◆ Dataset:

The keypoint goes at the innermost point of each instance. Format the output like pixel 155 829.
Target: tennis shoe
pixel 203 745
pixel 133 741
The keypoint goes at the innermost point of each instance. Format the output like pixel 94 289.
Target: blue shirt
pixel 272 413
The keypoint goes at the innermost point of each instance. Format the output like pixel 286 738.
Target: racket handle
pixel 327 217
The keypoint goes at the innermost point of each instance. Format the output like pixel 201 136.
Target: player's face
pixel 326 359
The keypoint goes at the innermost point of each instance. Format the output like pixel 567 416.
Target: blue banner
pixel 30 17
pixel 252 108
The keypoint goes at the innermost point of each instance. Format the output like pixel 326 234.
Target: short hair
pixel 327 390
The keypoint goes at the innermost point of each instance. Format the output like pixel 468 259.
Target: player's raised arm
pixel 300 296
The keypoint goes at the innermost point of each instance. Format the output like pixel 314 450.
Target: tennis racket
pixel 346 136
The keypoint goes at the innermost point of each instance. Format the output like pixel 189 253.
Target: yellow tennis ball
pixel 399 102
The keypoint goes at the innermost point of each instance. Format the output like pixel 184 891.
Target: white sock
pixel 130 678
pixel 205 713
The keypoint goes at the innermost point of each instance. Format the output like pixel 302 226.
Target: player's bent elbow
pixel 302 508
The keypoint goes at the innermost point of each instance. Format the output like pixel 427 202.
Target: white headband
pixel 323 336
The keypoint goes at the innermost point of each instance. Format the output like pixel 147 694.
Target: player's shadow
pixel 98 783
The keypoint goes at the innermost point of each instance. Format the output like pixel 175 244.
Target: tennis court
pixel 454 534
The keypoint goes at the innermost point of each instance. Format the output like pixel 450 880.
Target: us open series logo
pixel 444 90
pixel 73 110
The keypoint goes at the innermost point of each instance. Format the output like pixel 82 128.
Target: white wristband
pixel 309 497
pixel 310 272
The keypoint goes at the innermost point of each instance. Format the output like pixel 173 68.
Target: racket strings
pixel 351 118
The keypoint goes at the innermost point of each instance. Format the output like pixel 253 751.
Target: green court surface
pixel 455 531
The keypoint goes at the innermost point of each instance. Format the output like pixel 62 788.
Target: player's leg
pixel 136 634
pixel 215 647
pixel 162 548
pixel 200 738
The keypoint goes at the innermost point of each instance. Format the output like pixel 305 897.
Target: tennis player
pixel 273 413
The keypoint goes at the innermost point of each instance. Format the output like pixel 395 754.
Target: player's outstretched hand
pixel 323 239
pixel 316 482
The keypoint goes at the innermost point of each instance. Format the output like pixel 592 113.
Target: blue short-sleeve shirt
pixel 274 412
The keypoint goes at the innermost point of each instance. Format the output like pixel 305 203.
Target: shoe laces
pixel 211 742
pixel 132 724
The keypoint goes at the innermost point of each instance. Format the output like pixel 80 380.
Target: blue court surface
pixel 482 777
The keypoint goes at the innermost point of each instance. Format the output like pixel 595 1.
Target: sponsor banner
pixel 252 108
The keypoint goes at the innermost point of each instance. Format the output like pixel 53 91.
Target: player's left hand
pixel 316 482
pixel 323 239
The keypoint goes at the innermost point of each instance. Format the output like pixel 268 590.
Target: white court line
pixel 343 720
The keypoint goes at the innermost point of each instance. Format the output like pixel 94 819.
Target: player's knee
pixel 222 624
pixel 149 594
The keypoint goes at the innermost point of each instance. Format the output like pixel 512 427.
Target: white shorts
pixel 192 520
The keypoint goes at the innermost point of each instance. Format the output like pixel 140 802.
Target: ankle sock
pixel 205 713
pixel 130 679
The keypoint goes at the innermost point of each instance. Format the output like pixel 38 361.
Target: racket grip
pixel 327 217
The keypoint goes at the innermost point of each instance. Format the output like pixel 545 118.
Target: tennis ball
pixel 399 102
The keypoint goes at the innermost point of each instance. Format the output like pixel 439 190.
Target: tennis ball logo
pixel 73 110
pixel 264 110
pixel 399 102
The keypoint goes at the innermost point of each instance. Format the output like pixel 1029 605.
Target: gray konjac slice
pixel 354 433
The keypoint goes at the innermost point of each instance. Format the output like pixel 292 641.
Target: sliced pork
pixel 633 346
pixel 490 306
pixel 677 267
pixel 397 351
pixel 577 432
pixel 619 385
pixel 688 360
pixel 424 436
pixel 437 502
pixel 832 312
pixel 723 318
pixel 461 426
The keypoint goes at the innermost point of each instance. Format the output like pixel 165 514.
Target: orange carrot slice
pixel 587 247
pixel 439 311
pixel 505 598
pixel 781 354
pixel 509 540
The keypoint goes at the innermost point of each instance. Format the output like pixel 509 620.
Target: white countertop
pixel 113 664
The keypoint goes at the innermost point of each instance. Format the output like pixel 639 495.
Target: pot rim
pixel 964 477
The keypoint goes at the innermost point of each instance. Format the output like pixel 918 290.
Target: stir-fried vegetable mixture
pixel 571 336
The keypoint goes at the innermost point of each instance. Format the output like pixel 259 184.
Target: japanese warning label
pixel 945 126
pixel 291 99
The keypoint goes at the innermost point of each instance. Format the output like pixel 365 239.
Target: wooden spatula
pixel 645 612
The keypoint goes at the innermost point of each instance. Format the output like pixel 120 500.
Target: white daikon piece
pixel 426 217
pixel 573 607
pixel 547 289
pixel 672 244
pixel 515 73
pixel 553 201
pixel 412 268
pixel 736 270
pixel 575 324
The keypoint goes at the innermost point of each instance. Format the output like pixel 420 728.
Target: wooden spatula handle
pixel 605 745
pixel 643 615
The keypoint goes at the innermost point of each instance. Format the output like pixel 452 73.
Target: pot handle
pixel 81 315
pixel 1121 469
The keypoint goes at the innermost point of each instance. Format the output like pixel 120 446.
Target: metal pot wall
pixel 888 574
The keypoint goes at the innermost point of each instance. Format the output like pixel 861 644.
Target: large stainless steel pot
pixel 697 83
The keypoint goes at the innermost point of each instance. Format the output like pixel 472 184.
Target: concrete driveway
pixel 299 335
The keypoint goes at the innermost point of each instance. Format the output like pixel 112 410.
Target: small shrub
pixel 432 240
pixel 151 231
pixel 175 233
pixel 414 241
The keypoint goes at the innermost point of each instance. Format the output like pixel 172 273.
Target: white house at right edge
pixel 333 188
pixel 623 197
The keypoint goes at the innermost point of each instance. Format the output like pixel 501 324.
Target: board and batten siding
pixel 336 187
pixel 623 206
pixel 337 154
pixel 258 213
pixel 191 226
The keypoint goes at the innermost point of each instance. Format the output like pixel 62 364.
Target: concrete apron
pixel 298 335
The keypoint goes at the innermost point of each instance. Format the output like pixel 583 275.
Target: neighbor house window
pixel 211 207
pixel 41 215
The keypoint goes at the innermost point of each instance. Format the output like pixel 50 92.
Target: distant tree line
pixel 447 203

◆ Task: Switch "innermost point" to "central point" in every one of the records above, and keep all other wording unchanged.

◆ Output:
The keypoint goes at the central point of each instance. Format the output like pixel 155 829.
Target: tennis shoe
pixel 203 745
pixel 133 741
The keypoint goes at the central point of each instance. Format the output like pixel 94 289.
Target: blue shirt
pixel 272 413
The keypoint goes at the central point of each instance. Format the output like pixel 286 738.
Target: racket handle
pixel 327 217
The keypoint goes at the central point of each instance. Format the output like pixel 201 136.
Target: player's face
pixel 326 359
The keypoint goes at the central point of each instance. Format the output like pixel 567 416.
Target: blue banner
pixel 30 17
pixel 252 108
The keypoint goes at the central point of each instance. Format the output like pixel 326 234.
Target: short hair
pixel 327 390
The keypoint goes at the central point of each instance. Format the output like pixel 468 259.
Target: player's raised arm
pixel 300 296
The keypoint goes at the central point of each instance. Format the output like pixel 314 450.
Target: tennis racket
pixel 346 136
The keypoint goes at the central point of each instance. Format the output like pixel 189 253.
Target: yellow tennis ball
pixel 399 102
The keypoint goes at the central point of each instance. Format the output like pixel 184 891.
Target: white sock
pixel 130 678
pixel 205 713
The keypoint goes at the central point of each instance. Format the output like pixel 302 226.
Target: player's bent elbow
pixel 302 508
The keypoint goes at the central point of each instance. Format the output like pixel 427 202.
Target: white headband
pixel 323 336
The keypoint goes at the central point of each instance. Format the output like pixel 147 694.
Target: player's shadow
pixel 98 783
The keypoint goes at the central point of each instance. Format the output like pixel 175 244.
Target: tennis court
pixel 454 534
The keypoint goes at the central point of each instance. Format the output like pixel 450 880.
Target: us open series logo
pixel 444 90
pixel 73 110
The keypoint goes at the central point of each instance. Format the output like pixel 82 128.
Target: white wristband
pixel 309 497
pixel 310 272
The keypoint goes at the central point of each instance. Format the output like pixel 173 68.
Target: racket strings
pixel 351 118
The keypoint goes at the central point of each instance. Format the output like pixel 253 751.
Target: green court surface
pixel 455 531
The keypoint goes at the central point of each instance. Format the output like pixel 62 788.
Target: player's leg
pixel 136 634
pixel 215 647
pixel 162 548
pixel 200 738
The keypoint goes at the central point of each instance. Format the output like pixel 305 897.
Target: tennis player
pixel 273 413
The keypoint goes at the central point of each instance. Format the output like pixel 395 754.
Target: player's outstretched hand
pixel 323 239
pixel 316 482
The keypoint goes at the central point of each instance. Format the output like pixel 592 113.
Target: blue short-sleeve shirt
pixel 274 412
The keypoint goes at the central point of each instance. Format the output like pixel 305 203.
Target: shoe laces
pixel 211 742
pixel 132 724
The keypoint goes at the central point of each instance. Format the output like pixel 80 380.
Target: blue court surface
pixel 482 777
The keypoint goes at the central point of each instance. Format the output like pixel 595 1.
Target: sponsor banner
pixel 252 108
The keypoint goes at the central point of each instance. Format the output like pixel 53 91.
Target: player's left hand
pixel 316 482
pixel 323 239
The keypoint goes at the central point of each instance. Format the output like pixel 268 590.
Target: white court line
pixel 343 720
The keypoint goes at the central point of each instance. Format the output like pixel 94 819.
Target: player's knee
pixel 222 624
pixel 149 594
The keypoint goes at the central point of each instance. Format the output like pixel 512 427.
Target: white shorts
pixel 192 520
The keypoint goes at the central point of each instance. Format the output like pixel 140 802.
Target: ankle sock
pixel 205 713
pixel 130 679
The keypoint goes at the central point of each instance. Format the output like pixel 38 361.
Target: racket grip
pixel 327 217
The keypoint goes at the central point of each instance. Format the output like pixel 545 118.
Target: tennis ball
pixel 399 102
The keypoint goes at the central point of each instance. Format the output like pixel 439 190.
Target: tennis ball logo
pixel 73 110
pixel 264 110
pixel 399 102
The keypoint goes at the central point of each instance. Format the output like pixel 1029 605.
Target: gray konjac slice
pixel 354 433
The keypoint goes at the central point of each instance. Format the output like pixel 292 641.
Target: sliced pork
pixel 633 346
pixel 490 306
pixel 677 267
pixel 397 351
pixel 577 432
pixel 619 385
pixel 688 360
pixel 424 436
pixel 437 502
pixel 832 312
pixel 723 318
pixel 461 426
The keypoint goes at the central point of each instance. Format the output like pixel 165 514.
Target: orange carrot slice
pixel 587 247
pixel 439 311
pixel 505 598
pixel 781 354
pixel 509 540
The keypoint goes at the central point of each instance. Format the output like pixel 509 620.
Target: white countertop
pixel 113 664
The keypoint goes at the central point of each instance. Format the output like pixel 639 495.
Target: pot rim
pixel 964 477
The keypoint goes at the central point of each instance. Format the output like pixel 918 290.
Target: stir-fried vegetable mixture
pixel 571 336
The keypoint goes at the central point of each instance. Format the output like pixel 259 184.
Target: japanese warning label
pixel 945 126
pixel 291 99
The keypoint goes at the central point of each instance. Format the output like pixel 365 239.
Target: wooden spatula
pixel 645 612
The keypoint goes at the central point of each instance. Format the output like pixel 120 500.
Target: white daikon piece
pixel 426 217
pixel 573 607
pixel 547 289
pixel 672 244
pixel 515 73
pixel 553 201
pixel 412 268
pixel 736 270
pixel 575 324
The keypoint goes at the central point of each instance. Format the output like pixel 420 728.
Target: wooden spatula handle
pixel 605 745
pixel 643 615
The keypoint goes at the central point of each instance. Format the output like pixel 452 73.
Target: pot handle
pixel 81 315
pixel 1121 469
The keypoint goes at the central point of each instance. Format the output like pixel 120 446.
Target: metal pot wall
pixel 888 574
The keypoint goes at the central point of each instance. Format the output like pixel 861 644.
Target: large stainless steel pot
pixel 697 83
The keypoint goes at the central point of each instance. Format the output like pixel 472 184.
Target: concrete driveway
pixel 299 335
The keypoint goes at the central point of each instance. Format the output like pixel 112 410.
Target: small shrub
pixel 432 240
pixel 151 231
pixel 175 233
pixel 414 241
The keypoint goes at the central point of each instance. Format the output like pixel 172 273.
Target: white house at right edge
pixel 333 188
pixel 623 197
The keypoint goes at the central point of each instance. Format the output like pixel 501 324.
Target: board and batten siding
pixel 336 187
pixel 623 206
pixel 337 154
pixel 258 213
pixel 191 226
The keypoint goes at the central point of each instance. Format the output like pixel 62 364.
Target: concrete apron
pixel 298 335
The keypoint goes at the central point of each instance. Format the output like pixel 583 275.
Target: neighbor house window
pixel 211 207
pixel 41 215
The keypoint goes at the central point of each instance. Format the output like pixel 50 92.
Target: distant tree line
pixel 447 203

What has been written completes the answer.